··· Supplied records ···

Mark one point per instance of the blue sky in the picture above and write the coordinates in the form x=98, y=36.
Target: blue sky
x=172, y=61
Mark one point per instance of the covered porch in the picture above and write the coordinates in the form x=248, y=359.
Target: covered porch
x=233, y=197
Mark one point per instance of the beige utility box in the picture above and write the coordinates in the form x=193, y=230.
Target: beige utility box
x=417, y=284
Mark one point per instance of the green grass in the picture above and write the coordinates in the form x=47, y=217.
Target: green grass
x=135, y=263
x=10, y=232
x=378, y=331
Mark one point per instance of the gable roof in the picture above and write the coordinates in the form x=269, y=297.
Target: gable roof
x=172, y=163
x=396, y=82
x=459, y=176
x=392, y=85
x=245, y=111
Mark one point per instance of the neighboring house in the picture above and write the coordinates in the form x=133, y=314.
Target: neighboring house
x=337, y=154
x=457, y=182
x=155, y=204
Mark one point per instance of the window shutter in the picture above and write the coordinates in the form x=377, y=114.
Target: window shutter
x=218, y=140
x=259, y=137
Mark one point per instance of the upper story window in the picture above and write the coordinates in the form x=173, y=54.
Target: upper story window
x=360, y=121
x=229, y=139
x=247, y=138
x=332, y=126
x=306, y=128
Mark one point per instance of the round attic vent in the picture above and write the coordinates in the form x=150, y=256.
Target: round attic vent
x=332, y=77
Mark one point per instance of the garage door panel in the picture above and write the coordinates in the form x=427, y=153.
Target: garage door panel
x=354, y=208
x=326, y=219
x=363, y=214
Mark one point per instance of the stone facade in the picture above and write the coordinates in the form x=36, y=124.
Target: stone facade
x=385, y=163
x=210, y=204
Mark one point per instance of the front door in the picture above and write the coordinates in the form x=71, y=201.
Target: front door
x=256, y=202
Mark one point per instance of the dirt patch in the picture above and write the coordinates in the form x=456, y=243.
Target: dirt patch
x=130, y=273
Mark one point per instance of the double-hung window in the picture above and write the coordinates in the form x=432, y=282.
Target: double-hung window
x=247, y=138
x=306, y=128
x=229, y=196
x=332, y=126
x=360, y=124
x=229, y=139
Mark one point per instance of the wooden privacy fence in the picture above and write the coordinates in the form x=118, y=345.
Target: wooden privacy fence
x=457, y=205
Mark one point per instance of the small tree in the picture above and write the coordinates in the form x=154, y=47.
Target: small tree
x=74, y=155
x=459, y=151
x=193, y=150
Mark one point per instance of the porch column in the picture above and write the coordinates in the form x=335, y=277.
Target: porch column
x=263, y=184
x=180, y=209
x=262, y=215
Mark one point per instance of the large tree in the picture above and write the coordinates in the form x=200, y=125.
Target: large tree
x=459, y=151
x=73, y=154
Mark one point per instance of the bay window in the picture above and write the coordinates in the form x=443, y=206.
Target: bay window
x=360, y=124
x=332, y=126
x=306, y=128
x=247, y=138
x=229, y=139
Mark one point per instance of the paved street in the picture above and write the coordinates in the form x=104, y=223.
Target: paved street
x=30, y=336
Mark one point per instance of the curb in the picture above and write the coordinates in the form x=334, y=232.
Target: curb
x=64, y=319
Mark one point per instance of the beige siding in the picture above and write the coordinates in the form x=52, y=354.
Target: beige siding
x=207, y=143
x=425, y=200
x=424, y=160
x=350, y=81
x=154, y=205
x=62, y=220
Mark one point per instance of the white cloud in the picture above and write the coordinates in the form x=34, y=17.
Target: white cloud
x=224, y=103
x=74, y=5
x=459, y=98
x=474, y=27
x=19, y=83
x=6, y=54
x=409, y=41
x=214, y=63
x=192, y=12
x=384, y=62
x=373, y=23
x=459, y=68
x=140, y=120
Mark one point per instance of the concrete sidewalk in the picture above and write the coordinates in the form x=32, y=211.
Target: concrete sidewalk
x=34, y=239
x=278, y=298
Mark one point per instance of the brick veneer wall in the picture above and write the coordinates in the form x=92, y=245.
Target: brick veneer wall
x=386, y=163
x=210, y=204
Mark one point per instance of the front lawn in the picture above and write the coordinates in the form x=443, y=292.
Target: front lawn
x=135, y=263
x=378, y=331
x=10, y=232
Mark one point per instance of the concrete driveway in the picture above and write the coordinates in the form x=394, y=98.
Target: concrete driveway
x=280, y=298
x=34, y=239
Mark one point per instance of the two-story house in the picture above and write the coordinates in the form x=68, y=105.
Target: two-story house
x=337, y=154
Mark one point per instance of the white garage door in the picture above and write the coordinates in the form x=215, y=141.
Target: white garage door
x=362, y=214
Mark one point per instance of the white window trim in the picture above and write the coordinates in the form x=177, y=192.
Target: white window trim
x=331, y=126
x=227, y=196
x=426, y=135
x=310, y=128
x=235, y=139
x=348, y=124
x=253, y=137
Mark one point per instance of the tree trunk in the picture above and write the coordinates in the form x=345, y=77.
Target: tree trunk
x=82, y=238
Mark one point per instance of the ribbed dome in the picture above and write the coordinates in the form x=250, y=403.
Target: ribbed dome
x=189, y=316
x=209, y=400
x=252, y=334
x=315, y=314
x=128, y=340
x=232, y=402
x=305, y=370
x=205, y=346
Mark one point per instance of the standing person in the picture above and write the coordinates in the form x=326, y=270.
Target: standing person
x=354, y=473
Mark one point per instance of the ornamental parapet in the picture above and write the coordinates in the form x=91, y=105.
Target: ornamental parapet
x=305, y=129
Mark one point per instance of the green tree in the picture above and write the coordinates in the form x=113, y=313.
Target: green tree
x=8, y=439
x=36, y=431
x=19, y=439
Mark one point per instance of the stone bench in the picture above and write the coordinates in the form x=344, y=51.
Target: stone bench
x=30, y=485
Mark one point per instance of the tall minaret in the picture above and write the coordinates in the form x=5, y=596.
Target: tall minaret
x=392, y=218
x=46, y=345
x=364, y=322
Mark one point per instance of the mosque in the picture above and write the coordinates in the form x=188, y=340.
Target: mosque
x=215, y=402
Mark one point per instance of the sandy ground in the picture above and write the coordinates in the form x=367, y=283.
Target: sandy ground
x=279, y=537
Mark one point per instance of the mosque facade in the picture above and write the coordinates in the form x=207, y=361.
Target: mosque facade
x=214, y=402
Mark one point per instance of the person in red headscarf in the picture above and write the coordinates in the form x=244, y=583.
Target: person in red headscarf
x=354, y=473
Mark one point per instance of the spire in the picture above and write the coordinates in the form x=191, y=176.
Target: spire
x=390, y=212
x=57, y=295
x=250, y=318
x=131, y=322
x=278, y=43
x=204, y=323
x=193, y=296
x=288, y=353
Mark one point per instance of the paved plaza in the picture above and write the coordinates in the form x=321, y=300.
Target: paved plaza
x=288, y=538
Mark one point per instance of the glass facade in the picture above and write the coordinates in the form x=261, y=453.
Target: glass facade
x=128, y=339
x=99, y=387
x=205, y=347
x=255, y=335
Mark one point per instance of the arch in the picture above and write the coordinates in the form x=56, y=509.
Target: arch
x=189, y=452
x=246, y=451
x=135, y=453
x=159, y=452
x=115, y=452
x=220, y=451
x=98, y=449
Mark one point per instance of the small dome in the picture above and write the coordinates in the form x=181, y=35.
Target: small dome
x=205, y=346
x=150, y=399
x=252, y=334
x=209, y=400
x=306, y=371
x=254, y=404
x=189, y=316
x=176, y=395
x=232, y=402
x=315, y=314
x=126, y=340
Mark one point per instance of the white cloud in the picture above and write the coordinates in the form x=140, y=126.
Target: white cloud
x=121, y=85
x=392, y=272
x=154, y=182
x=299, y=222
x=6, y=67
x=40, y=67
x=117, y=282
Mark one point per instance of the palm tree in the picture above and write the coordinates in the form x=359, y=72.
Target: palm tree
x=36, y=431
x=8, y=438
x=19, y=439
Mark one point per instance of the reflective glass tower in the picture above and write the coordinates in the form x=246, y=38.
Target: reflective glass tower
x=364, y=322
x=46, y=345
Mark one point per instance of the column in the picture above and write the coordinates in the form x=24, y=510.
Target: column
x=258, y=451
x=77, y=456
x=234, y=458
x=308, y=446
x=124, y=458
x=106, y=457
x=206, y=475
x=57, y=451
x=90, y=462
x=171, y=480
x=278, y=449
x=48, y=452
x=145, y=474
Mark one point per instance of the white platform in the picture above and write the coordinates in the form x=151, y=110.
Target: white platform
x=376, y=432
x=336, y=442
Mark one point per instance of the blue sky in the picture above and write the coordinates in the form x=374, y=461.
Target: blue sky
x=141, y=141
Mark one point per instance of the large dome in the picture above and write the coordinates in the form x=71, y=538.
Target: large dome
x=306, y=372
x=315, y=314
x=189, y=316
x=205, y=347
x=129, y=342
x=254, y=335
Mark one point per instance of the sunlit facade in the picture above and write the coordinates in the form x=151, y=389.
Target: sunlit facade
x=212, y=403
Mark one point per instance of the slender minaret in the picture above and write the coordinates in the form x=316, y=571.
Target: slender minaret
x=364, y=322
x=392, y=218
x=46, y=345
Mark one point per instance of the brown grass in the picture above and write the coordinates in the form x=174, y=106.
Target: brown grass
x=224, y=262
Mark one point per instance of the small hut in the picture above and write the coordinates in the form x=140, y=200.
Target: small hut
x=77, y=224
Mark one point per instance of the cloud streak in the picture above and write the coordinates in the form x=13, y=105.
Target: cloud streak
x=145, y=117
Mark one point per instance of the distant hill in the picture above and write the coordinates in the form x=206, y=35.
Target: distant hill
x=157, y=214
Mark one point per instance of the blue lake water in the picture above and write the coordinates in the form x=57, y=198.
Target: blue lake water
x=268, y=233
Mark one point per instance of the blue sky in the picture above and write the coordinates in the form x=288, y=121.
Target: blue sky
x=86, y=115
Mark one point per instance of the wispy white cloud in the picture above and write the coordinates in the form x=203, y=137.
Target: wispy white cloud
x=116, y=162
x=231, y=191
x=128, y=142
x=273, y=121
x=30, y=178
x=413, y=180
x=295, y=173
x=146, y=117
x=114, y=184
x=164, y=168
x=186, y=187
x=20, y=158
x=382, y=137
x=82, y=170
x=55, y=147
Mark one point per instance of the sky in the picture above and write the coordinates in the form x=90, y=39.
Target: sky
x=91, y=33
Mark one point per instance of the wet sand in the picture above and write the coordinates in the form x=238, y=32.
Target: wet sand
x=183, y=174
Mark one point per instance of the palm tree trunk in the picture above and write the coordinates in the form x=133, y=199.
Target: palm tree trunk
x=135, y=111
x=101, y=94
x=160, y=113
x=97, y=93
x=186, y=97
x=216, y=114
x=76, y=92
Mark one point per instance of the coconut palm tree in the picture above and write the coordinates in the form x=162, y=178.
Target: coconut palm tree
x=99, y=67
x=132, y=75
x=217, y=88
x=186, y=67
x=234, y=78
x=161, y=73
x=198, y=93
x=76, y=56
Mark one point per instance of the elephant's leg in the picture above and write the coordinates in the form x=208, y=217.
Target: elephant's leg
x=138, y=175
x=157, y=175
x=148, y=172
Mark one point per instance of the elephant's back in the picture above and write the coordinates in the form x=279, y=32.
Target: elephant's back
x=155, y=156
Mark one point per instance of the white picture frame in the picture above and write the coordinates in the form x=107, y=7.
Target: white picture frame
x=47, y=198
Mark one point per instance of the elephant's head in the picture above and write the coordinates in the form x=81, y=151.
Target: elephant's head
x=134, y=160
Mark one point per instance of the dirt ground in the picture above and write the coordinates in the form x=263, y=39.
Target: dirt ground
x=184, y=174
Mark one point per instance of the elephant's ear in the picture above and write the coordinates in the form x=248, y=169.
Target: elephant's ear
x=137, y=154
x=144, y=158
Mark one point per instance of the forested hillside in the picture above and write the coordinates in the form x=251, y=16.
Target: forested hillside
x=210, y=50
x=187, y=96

···

§ Aim of the exercise: Emit only the final stretch of the records: the line containing "Mark one point per instance of the forested" through the end, each line exactly as it stands.

§ Finished task:
Mark one point per instance of the forested hillside in the picture above and write the coordinates in the form x=251, y=16.
Target: forested hillside
x=210, y=50
x=187, y=96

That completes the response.